I had nine lives but I lost all of them
and I’ve been searching in the night
and I’ve been searching in the rain
I tried to find them
but they disappeared
they walked away they dressed in black
they left my side and all I say
is that I wasted time
when I looked for them
for now I know that things gone past
are never to be found again
no never never again
I had nine lives
but lost all of them
I had a plan
but never finished it
and I’ve been searching for the thought
and I’ve been searching in a haze
I try all days
to remember it
but now the blueprint in my mind has gone
my mind forgot the colour of direction
and my eyes they see the hands
that could have built
that could have constructed
the empire in my mind
the empire
I’ll never find
I had a plan
but that was where it ended
that's just where i kinda stand right now. i'm very homesick for cleveland. i'm very homesick for being hopeful. really, the only thing i really have going for me right now is my wonderful husband who i think has just realized how deep my depression and crazy runs. i mean, he's always known i'm batshit insane, but he's never been on the total inside of it like he is now. he's taking it well, being very supportive, very good to me. more than i could ever hope for to tell you the truth. i think this marriage might have been the one right decision i've made in my life. certainly the most healthy decision. he tries his ass off to show me the silver lining of things, like he always did as my best friend. to tell you the truth, the only dynamic that has changed between us since our decades old friendship is that we get nekkid and hump now, lol. i dunno if i ever really divulged to y'all how he and i ended up where we did...
justin and i met when he was in 9th grade and i was in 10th. he was new to the school and no one really talked to him. i took one look at him and was like "wow, there's something about that kid..." but never had the balls to talk to him. finally, someone pulled the fire alarm and everyone filed out of their classrooms. he stood there all alone during the commotion in a fear factory shirt, which in 1996 was kinda rare. i walked up and was all like "i like your shirt, let's be friends" and thats what we were. he didn't talk much, but i just was always drawn to him. i always used my "i own the school" attitude to get him out of classes to roam the halls with me, dragged him into my study hall where we smoked outside, dragged him around to all the things i did after school. pretty much i just wanted him near me as much as possible and still to this day cannot tell you why. then he was gone, just like that. i saw him a year or so later at a party and apparently gave him the cold shoulder, prolly cuz i was butthurt he left without saying goodbye.

> _MATERIAL SUPPLIED_:

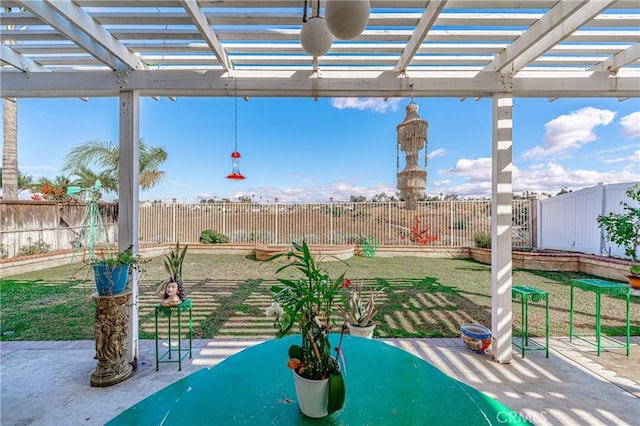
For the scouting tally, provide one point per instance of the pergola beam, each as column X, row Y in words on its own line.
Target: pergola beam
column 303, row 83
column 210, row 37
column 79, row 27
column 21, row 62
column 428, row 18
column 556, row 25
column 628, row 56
...
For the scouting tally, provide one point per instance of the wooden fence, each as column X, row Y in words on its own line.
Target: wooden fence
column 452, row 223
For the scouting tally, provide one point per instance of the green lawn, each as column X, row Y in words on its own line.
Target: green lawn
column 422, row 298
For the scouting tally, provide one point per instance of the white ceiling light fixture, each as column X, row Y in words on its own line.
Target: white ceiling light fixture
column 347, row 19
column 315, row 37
--
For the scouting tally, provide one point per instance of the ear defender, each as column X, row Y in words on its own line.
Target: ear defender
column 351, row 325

> _DESCRIPTION OF THE TASK_:
Extend the personal blog post above the entries, starting immediately after its last sentence.

> _ANSWER TO THIS PROBLEM_:
fast forward to 2004. he'd crossed my mind a great deal over the years but i figured a quiet little guy like that would be hard to track down. one day while working that mortgage loan officer gig i was doing for a while there i was pulling a late night waiting for a sale in colorado to close. me and a few of the guys i worked with were bored out of our minds and decided to google our names. part of me was terrified at what would come up (given my ...ahem... sordid... past) but part of me was genuinely curious. luckily the first link was someone posing as me on classmates.com. the second link though was a message board for one of the first bands i was ever in, and someone was posting on the board looking for me. that someone? justin.
on a whim i emailed the email he'd left even though it had been a year or so prior to see if he was still attached to it. wyl and i were crashing and burning, i hated my job and just needed someone, anyone to take my mind off of everything. that was still his email, and we quickly caught up and picked up as the friends we were only now he talked. it was never a romantic thing, it was just a love that sort of superseded romance. like i knew this person would always be in my life in some way. well, wyl shortly thereafter left me high and dry holding the bag of an expensive apartment in cleveland and a job i hated. i was a MESS when i decided to move back to kent to work on my degree, and justin was the only person i talked to at first.
he would stay up late at night with me and let me vent about everything that happened, and helped me actually pick myself up and keep moving. between he and hawks i probably wouldn't have made it anywhere without either of them. slowly i started talking to everyone again, but the whole time justin was my confidant 100%. it was during this time that he and i made a pact after i'd wasted him in soul calibur about 50 times and drank a ton of beers. the pact was - when we're both 100% done with relationships, done fucking up, done failing, we were gonna marry each other since we have always gotten along so well. the running joke over the next few years any time my significant other and i would fight was "better get that ring ready!" and things like that.
when joey and i started going bad (about 6 months before his dad died) i'd told both him and justin that this was it, if this relationship failed i am DONE. this was IT. i was ready to leave joey, but then his dad fell very ill and eventually passed, and there was no way in hell i was gonna leave the kid during that. so i stayed and tried to make things work. and tried. and tried....
meanwhile justin's relationship had crashed and burned as well, and the girl destroyed him. he moved back home (he was in LA) and just sort of hung around and talked to me through everything. finally joey had pushed me way too far and i'd given him a final chance to make things right with me or i was gone. he did the exact opposite of what i needed, continued to rely 100% on me to take care of EVERYTHING (he still owes me over $4000, but i know i'll never see it). i started trying to find ways out of the house, people to hang out with. i spent a lot of time with my friend hayley, spent a great deal of time at work, and finally i started asking justin to meet me out for drinks. after a few weeks of this my friends pointed out to me that i needed to leave joey and that staying in the relationship because he didn't want to be alone was not doing any wonders for me. i think meowmeow and justin were the first to beat this into my skull. i had pretty much made up my mind that i was going to leave, but didn't know how when my 10 year high school reunion happened.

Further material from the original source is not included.